[[ Text provided, beginning ]]

There are some who will likely question the author's blurring of these three girls. Indeed, there are many point-of-view shifts coupled with rapid-fire language, which can leave a reader feeling a little adrift. My belief is that this was a very deliberate choice; in Israel, there is no certainty and situations can rapidly shift from boring to life-threatening in one moment. During those times, individuality does blur and a greater sense of unity emerges. So it is with the girls.
The stories - and these are, in effect, interwoven stories - are riveting and often horrifying. One of the young girls serves involuntarily in the Israeli military police; she creates an imaginary life for a Palestinian construction worker whom she sees daily, believing that he, too, is living a life that was foisted upon him. Her fantasies are interrupted by a grim reality. In another instance, one of the girls must bear witness to a forced prostitution ring, yet is unable to stand up to her superior.
This is a searing, often disturbing book that does not shy away from some explosive issues: suicide, abortion, rape, and inhumanities. It also provides a totally unique perspective of young women in the Israeli military: girl-women who follow a complicated guidebook of rules, have emotionally complex interactions with the Palestinians they encounter at checkpoints, and receive harsh awakenings.
As one girl states, "I just understood that there are people who live or the fight; for the moments before you lose or win. People for whom this world is not enough; they want ice water in their veins, beauty at any cost, climbing out of ditches under gunfire, exploding necklaces of grenades...And then I knew: those fascinating people - I was never one of them." Perhaps...but these girls are fascinating in their own right.
Stories like Checkpoint and Means of Suppressing Demonstrations will be classics. Other stories, like The After War, are surreal, confusing or plainly immature. Because of this the book is uneven and can easily frustrate a reader who is looking for a pleasant swim toward the happy end.
What make the stories so distinctly Israeli, are the monologues and dialogues written in IDF slang. It is dynamic, rough, vulgar, macabre, and as undisciplined as the Israeli Army itself. The bubbling teenager immaturity fortified by funky Arabic expressions of the slang is easily understood by Israelis but notoriously difficult to translate. Boianjiu wrote the novel in English (not her mother tongue) and is often quite good at conveying the grit and brashness of the slang. But sometimes translation fails, leaving the reader confused by unexpected profanity of misunderstood idiomatic expression.
One Amazon reviewer (who obviously never served in army) gets carried away in his review suggesting that the novel "...seems to stand for an indictment of a country which takes its youth, who ought to be enjoying life...and forces them to do traumatic and oppressive jobs guarding the borders and enforcing the occupation...." The reviewer mistook the grim realism and plain talk of ordinary Israelis blended with macabre mannerisms of the young author for a cry of discontent and protest against militarism. (See The War of Narratives- response of Shani Boianjiu - Jewish Book Council site)
Since the book, despite its many flaws, gives the foreign reader a rare taste of real Israel, I would recommend The People of Forever to those who Are Not Afraid of getting a little confused reading the book.

[[ Text provided, end ]]
[[ Listed entries, beginning ]]

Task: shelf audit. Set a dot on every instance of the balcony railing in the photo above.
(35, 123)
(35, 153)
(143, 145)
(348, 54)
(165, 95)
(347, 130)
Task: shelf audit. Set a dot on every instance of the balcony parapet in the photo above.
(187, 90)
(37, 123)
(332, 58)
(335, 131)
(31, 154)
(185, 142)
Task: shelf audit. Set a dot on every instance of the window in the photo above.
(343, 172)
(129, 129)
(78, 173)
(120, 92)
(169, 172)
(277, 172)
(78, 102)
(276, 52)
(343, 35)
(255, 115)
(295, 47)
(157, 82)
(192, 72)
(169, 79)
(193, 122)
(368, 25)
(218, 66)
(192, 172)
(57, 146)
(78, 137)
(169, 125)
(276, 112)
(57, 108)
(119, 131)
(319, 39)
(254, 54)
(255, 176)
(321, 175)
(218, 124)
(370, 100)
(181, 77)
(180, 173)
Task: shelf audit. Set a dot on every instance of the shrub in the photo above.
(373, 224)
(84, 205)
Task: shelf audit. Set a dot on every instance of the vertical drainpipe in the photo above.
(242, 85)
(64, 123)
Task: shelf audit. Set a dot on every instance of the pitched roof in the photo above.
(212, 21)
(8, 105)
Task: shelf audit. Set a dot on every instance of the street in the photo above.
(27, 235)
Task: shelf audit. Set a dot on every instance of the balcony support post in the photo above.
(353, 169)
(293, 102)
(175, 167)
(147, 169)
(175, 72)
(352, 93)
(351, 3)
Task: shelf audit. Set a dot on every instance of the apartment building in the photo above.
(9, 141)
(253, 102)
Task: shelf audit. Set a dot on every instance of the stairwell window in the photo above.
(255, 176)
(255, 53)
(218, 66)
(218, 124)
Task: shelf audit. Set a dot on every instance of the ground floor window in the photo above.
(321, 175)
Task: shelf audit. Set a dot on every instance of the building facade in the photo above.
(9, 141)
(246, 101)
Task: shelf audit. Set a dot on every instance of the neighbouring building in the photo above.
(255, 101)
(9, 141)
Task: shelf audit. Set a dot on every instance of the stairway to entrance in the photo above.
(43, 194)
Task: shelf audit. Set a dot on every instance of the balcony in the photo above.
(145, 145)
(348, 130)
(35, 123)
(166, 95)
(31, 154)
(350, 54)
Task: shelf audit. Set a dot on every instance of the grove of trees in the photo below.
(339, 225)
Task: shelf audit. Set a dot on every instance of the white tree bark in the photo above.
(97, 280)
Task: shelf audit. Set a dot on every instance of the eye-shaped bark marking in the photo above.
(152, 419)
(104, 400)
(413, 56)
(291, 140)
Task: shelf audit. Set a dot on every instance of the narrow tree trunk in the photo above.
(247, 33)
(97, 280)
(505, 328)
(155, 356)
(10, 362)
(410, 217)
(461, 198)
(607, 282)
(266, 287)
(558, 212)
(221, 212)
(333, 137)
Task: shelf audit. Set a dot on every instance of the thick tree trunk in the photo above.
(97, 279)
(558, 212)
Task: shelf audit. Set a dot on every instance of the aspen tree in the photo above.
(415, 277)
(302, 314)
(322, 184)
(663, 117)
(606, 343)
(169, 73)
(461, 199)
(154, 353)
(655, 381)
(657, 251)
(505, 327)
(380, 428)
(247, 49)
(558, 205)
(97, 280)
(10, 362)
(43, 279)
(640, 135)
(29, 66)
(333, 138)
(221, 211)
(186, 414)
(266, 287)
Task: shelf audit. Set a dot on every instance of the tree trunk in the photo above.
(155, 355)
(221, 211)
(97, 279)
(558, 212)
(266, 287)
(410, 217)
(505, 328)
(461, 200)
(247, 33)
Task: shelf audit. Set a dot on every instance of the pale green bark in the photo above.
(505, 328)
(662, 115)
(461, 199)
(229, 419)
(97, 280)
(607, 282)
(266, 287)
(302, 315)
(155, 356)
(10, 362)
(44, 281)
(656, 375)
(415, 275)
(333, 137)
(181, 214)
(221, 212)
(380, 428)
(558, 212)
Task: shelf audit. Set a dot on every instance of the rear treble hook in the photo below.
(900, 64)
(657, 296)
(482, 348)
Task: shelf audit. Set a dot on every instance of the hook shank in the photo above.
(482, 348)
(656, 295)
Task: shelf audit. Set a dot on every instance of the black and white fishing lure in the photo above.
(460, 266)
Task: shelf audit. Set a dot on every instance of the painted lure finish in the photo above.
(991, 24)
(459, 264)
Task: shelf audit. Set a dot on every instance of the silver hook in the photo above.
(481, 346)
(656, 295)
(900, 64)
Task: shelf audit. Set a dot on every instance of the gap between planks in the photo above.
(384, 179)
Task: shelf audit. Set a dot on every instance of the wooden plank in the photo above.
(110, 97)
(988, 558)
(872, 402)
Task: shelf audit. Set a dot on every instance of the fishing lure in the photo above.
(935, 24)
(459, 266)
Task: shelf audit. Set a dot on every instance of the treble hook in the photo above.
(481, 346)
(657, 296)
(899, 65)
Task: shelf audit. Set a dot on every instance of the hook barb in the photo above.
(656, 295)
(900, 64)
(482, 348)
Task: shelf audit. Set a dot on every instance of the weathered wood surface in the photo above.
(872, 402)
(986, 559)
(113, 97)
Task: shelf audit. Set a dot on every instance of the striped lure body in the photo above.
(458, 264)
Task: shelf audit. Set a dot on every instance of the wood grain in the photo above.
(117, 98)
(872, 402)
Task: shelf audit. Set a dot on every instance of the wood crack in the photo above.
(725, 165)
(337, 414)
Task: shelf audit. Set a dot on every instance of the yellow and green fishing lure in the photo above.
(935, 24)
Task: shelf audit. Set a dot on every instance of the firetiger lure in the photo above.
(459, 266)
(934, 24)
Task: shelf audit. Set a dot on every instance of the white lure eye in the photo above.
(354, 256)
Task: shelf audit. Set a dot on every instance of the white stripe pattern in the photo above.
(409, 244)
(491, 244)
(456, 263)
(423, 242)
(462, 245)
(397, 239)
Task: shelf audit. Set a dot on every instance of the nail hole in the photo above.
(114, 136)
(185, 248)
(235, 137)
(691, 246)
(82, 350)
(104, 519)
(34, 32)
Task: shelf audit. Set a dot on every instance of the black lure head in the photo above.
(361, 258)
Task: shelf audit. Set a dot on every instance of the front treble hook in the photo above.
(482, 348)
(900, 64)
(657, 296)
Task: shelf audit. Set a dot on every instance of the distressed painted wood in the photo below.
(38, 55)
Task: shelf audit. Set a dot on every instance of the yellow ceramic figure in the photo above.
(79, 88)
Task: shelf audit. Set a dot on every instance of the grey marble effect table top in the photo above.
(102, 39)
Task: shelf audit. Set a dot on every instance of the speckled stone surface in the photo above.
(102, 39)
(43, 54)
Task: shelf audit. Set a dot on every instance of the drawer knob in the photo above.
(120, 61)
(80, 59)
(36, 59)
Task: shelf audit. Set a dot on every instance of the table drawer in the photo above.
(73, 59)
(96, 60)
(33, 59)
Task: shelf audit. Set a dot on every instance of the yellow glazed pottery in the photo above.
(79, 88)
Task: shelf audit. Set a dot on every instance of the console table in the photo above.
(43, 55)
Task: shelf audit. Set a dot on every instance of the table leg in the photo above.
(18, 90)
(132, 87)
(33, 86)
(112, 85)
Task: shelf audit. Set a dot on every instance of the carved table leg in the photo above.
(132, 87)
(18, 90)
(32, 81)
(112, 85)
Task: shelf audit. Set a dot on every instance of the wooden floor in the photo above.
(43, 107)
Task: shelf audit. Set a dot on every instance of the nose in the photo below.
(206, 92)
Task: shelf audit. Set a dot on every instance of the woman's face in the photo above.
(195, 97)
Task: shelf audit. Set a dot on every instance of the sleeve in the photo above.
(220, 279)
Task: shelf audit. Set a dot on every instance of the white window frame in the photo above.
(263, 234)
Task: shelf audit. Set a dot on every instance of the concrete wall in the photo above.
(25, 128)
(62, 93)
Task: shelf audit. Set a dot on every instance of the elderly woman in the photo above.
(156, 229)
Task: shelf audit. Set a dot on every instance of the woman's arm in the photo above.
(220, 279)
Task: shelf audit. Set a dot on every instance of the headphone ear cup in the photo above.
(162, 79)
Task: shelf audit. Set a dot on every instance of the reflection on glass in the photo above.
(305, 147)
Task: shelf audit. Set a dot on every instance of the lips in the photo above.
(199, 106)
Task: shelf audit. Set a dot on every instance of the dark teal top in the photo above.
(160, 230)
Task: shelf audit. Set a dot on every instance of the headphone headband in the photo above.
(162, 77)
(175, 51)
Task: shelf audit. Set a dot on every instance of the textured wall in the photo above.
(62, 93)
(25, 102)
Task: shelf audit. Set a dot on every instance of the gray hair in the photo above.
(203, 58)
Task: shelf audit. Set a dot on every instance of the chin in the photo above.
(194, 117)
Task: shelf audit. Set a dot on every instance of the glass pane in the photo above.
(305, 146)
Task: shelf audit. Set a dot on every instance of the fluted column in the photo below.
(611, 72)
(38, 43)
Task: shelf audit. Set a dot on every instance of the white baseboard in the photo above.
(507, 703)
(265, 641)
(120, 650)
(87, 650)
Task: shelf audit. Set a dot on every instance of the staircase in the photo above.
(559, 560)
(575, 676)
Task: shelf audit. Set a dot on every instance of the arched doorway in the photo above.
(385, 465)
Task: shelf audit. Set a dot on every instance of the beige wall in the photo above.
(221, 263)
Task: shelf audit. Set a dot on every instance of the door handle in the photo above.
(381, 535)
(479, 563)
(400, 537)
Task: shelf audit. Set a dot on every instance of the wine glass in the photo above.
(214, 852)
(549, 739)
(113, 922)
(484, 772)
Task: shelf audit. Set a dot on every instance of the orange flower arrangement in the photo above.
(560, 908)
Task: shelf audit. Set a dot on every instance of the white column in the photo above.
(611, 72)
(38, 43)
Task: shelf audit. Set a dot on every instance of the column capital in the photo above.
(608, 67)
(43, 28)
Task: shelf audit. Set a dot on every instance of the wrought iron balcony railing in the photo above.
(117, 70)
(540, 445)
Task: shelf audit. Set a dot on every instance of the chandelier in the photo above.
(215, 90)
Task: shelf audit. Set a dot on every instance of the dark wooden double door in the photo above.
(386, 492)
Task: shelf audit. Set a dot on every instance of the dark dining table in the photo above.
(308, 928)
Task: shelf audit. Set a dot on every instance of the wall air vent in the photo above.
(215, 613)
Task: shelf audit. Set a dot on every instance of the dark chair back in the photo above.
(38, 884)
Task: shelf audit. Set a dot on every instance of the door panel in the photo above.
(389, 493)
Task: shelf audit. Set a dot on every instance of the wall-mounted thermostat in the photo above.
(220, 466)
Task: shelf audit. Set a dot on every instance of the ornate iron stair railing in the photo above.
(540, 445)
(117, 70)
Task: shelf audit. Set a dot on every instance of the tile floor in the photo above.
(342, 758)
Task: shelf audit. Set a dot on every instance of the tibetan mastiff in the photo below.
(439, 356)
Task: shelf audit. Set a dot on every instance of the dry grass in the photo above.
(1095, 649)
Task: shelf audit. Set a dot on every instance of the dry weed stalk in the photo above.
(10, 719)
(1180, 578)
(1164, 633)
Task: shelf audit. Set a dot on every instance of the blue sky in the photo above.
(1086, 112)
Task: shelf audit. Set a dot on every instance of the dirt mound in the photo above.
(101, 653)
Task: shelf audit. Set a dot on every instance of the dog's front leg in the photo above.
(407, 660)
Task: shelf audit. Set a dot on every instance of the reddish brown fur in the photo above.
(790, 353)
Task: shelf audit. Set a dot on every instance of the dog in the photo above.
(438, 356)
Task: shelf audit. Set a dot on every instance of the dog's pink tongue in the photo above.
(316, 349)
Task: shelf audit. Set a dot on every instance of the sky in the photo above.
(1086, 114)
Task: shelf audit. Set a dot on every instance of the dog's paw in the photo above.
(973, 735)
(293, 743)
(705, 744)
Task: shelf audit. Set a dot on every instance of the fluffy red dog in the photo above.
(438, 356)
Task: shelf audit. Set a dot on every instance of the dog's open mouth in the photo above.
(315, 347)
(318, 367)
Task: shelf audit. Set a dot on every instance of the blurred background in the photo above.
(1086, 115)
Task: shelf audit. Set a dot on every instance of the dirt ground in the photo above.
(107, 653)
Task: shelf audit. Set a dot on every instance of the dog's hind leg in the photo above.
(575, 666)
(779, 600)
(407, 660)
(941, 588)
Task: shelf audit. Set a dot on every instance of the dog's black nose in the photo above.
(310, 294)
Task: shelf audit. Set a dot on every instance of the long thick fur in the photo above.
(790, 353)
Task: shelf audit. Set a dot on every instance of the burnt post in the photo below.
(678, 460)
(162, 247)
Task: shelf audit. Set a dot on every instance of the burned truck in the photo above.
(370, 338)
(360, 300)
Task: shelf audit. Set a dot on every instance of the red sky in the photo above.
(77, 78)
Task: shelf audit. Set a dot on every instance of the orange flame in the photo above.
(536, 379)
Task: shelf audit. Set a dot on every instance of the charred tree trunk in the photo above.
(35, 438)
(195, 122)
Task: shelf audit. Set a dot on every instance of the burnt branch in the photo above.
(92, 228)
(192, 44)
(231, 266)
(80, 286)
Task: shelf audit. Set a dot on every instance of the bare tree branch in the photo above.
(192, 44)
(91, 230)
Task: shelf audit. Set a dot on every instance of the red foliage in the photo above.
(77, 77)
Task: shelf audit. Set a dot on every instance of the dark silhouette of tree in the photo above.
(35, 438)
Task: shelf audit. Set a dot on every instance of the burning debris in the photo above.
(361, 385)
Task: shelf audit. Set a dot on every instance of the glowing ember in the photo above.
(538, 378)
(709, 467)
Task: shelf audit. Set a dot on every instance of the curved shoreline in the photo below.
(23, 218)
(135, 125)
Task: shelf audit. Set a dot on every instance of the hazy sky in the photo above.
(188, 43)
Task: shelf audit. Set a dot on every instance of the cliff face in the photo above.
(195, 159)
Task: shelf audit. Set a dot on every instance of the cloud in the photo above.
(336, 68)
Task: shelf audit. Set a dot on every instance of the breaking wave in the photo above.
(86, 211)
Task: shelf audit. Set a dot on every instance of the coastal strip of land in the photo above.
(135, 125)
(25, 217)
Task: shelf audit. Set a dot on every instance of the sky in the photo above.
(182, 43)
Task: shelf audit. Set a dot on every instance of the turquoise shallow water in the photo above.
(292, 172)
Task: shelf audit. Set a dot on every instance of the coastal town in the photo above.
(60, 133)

[[ Listed entries, end ]]

_Activity list_
A) In the book review, translate this sentence into Spanish: "This is a searing, often disturbing book that does not shy away from some explosive issues: suicide, abortion, rape, and inhumanities."
B) Return, word for word, everything in the book review from "This is a searing, often" down to "receive harsh awakenings.".

_Results of the tasks_
A) Este es un libro abrasador, a menudo perturbador, que no rehúye algunos temas explosivos: el suicidio, el aborto, la violación y las inhumanidades.

B)
This is a searing, often disturbing book that does not shy away from some explosive issues: suicide, abortion, rape, and inhumanities. It also provides a totally unique perspective of young women in the Israeli military: girl-women who follow a complicated guidebook of rules, have emotionally complex interactions with the Palestinians they encounter at checkpoints, and receive harsh awakenings.